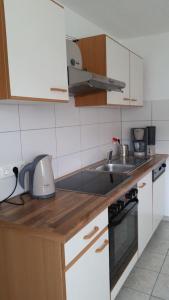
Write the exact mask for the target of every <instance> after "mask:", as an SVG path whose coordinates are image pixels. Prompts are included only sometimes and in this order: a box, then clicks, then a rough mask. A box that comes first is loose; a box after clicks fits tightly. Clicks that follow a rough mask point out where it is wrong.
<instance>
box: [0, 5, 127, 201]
mask: <svg viewBox="0 0 169 300" xmlns="http://www.w3.org/2000/svg"><path fill="white" fill-rule="evenodd" d="M65 15H66V30H67V35H70V36H73V37H77V38H78V37H80V36H88V35H95V34H100V33H102V32H103V31H102V30H101V29H100V28H98V27H97V26H95V25H94V24H92V23H91V22H89V21H88V20H86V19H84V18H82V17H80V16H79V15H77V14H76V13H73V11H71V10H70V9H67V8H66V9H65ZM4 103H5V104H4ZM6 103H7V101H3V104H2V102H0V165H6V164H9V163H11V162H17V161H22V160H24V161H25V162H29V161H31V160H32V159H33V158H34V157H35V156H36V155H39V154H42V153H48V154H51V155H52V156H53V169H54V174H55V178H56V177H58V176H62V175H64V174H66V173H69V172H71V171H74V170H76V169H79V168H81V167H82V166H85V165H88V164H90V163H92V162H95V161H97V160H99V159H102V158H105V157H106V155H107V152H108V150H109V149H110V147H111V138H112V136H113V135H117V136H119V137H121V114H120V110H119V109H106V108H76V107H75V106H74V102H73V100H71V101H70V103H69V104H65V103H64V104H59V103H57V104H47V103H46V104H40V103H38V104H36V103H30V104H22V103H21V104H15V105H9V104H6ZM13 186H14V177H11V178H9V179H3V180H0V200H1V199H3V198H4V197H6V196H7V195H8V194H10V192H11V191H12V189H13ZM21 191H22V190H21V188H20V187H19V186H18V188H17V193H20V192H21Z"/></svg>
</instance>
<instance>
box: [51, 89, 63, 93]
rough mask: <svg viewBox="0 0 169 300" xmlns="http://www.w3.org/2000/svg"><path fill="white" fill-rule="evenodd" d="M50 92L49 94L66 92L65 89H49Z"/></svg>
mask: <svg viewBox="0 0 169 300" xmlns="http://www.w3.org/2000/svg"><path fill="white" fill-rule="evenodd" d="M50 90H51V92H62V93H66V92H67V90H66V89H59V88H51V89H50Z"/></svg>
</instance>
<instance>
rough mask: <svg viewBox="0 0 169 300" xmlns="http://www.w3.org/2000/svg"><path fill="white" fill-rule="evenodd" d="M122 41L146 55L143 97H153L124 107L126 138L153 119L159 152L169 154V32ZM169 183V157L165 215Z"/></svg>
mask: <svg viewBox="0 0 169 300" xmlns="http://www.w3.org/2000/svg"><path fill="white" fill-rule="evenodd" d="M123 43H124V44H125V45H126V46H127V47H129V48H130V49H132V50H133V51H135V52H136V53H138V54H140V55H141V56H142V57H143V58H144V99H145V100H147V101H150V102H147V104H146V106H145V108H144V109H137V110H131V111H129V110H125V111H123V113H122V136H123V140H126V141H128V130H127V128H128V127H131V126H133V125H135V126H136V125H138V126H140V125H141V124H144V122H145V125H147V124H148V123H149V122H151V123H152V124H153V125H155V126H156V127H157V146H156V149H157V153H167V154H169V33H165V34H160V35H153V36H147V37H141V38H135V39H129V40H123ZM133 120H134V123H133ZM137 120H139V121H137ZM168 183H169V160H168V168H167V172H166V198H165V200H166V202H165V215H166V216H169V184H168Z"/></svg>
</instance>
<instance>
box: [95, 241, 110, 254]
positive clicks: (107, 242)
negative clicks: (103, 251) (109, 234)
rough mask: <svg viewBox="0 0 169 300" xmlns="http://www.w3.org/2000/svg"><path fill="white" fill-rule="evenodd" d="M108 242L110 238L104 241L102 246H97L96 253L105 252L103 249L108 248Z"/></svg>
mask: <svg viewBox="0 0 169 300" xmlns="http://www.w3.org/2000/svg"><path fill="white" fill-rule="evenodd" d="M108 244H109V241H108V240H105V241H104V243H103V245H102V246H101V247H100V248H97V249H96V251H95V252H96V253H101V252H103V250H104V249H105V248H106V246H108Z"/></svg>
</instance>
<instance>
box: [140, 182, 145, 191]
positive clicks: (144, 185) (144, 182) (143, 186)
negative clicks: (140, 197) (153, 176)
mask: <svg viewBox="0 0 169 300" xmlns="http://www.w3.org/2000/svg"><path fill="white" fill-rule="evenodd" d="M145 186H146V183H145V182H143V183H142V184H141V185H139V186H138V188H139V189H143V187H145Z"/></svg>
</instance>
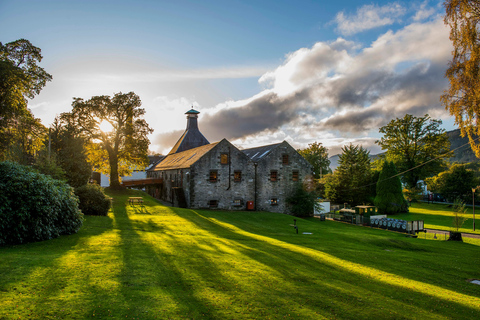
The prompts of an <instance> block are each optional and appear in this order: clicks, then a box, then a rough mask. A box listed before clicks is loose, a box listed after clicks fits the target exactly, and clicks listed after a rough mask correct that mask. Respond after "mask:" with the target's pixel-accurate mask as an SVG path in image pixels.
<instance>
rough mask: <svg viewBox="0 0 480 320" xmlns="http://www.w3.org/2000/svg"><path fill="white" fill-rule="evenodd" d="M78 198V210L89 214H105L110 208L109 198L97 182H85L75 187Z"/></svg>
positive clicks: (94, 215)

▸ **Try it**
Gather every line in the entries above that contains the word "positive". Case counts.

▸ **Answer to this task**
positive clicks: (107, 242)
positive clicks: (144, 185) (144, 182) (143, 186)
positive clicks: (94, 215)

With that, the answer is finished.